**Aim:** Shift every coordinate in the answers by adding -72 to each number, and give all the lines again, requests included, for the part that opens at the start of the data and closes with the line containing "(1026, 453)". Give these lines and nothing more.

**Extracted entries:**
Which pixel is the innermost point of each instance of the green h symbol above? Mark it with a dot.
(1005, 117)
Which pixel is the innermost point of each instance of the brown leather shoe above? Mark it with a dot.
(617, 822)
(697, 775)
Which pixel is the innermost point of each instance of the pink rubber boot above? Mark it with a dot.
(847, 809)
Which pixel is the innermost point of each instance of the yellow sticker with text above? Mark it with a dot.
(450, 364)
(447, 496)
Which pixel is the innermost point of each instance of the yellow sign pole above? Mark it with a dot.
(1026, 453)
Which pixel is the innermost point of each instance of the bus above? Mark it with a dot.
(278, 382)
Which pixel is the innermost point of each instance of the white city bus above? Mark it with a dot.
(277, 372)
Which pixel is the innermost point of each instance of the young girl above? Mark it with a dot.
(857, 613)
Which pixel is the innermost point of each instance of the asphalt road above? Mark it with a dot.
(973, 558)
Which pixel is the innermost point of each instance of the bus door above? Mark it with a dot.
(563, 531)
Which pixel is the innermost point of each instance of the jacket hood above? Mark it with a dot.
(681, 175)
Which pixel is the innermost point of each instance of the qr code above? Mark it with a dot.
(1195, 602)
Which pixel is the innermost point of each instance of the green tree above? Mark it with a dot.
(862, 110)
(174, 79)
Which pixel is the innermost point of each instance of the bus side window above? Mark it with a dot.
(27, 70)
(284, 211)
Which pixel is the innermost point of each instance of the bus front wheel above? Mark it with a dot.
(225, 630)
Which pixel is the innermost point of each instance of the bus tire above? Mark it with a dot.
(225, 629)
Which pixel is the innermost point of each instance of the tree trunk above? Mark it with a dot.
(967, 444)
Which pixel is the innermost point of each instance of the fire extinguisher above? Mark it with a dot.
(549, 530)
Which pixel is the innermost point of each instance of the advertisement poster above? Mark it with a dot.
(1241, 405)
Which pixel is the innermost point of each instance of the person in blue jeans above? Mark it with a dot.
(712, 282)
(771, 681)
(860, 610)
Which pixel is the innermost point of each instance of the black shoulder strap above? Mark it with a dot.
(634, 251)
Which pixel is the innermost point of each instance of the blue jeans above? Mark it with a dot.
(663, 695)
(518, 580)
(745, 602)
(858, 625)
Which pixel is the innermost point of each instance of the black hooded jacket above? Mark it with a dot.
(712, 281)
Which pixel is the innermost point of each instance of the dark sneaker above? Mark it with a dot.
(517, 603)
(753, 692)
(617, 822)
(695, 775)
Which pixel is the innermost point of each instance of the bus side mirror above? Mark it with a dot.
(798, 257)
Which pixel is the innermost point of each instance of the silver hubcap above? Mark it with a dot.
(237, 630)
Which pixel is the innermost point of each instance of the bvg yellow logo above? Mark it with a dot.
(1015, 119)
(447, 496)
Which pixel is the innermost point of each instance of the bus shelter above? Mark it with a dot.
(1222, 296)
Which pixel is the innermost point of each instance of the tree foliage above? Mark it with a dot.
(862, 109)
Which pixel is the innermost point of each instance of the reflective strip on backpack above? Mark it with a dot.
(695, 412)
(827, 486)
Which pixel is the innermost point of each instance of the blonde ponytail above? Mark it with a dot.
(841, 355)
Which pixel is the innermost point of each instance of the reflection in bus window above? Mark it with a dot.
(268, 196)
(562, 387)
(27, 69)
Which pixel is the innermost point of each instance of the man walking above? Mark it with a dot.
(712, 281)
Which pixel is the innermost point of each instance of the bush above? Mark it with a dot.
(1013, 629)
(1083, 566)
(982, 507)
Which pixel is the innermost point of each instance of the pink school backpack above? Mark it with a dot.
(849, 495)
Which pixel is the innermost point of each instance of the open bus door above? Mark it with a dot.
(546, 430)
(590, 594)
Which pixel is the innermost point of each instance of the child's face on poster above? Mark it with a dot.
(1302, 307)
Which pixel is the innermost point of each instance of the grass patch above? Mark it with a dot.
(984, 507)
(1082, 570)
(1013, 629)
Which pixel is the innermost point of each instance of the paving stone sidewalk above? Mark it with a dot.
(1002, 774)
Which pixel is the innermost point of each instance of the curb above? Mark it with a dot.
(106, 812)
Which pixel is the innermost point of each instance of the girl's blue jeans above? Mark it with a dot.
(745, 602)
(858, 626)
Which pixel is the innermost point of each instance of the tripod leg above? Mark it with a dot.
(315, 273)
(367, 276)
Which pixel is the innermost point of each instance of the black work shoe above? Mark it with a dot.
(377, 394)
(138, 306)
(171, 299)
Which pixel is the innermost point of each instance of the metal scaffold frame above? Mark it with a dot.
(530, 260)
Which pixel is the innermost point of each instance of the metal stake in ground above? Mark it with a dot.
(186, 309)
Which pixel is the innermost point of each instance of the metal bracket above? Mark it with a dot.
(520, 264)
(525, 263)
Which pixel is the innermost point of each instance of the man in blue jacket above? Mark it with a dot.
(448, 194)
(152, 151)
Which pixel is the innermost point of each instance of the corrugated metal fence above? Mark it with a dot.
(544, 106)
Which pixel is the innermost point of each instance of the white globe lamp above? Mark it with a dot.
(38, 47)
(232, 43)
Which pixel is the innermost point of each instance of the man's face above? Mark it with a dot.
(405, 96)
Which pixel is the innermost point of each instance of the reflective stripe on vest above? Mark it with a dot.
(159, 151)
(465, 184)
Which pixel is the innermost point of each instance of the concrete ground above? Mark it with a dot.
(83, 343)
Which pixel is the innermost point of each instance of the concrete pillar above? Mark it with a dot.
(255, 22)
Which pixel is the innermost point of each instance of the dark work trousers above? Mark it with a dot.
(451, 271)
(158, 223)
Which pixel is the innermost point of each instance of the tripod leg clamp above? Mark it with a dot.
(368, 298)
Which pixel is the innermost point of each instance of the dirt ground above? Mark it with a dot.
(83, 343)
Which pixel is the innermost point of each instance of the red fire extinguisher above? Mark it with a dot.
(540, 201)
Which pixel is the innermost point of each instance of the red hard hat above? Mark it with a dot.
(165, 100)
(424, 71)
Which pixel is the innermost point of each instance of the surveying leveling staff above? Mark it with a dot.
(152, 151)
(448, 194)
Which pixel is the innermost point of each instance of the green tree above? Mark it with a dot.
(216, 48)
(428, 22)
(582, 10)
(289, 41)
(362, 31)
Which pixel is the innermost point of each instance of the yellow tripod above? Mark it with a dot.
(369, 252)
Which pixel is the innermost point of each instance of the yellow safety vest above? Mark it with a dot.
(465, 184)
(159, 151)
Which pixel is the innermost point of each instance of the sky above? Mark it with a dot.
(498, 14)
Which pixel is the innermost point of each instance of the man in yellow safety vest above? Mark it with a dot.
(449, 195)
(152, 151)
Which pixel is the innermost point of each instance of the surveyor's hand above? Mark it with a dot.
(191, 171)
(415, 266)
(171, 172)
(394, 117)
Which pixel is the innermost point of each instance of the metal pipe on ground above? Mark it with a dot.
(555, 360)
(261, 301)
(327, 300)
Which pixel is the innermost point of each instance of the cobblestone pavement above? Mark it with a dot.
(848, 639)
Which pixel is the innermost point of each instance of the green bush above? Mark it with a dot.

**Expected answer:**
Which pixel is the innermost point of each instance of the green h symbol above? Mark it with a dot.
(933, 45)
Which pixel is the innermost point of each instance of the brown leather shoe above? Mark it with a dot.
(545, 750)
(625, 703)
Which pixel is the innermost point of each instance of the pink rubber boot above? Mark it with a dot.
(775, 737)
Which pixel is the innermost point of each instance of the yellow sticker with text above? Mark it with a dot.
(378, 292)
(375, 424)
Which pixel is the innermost point of each instance of the yellow sign pole above? Mark it with a dot.
(954, 381)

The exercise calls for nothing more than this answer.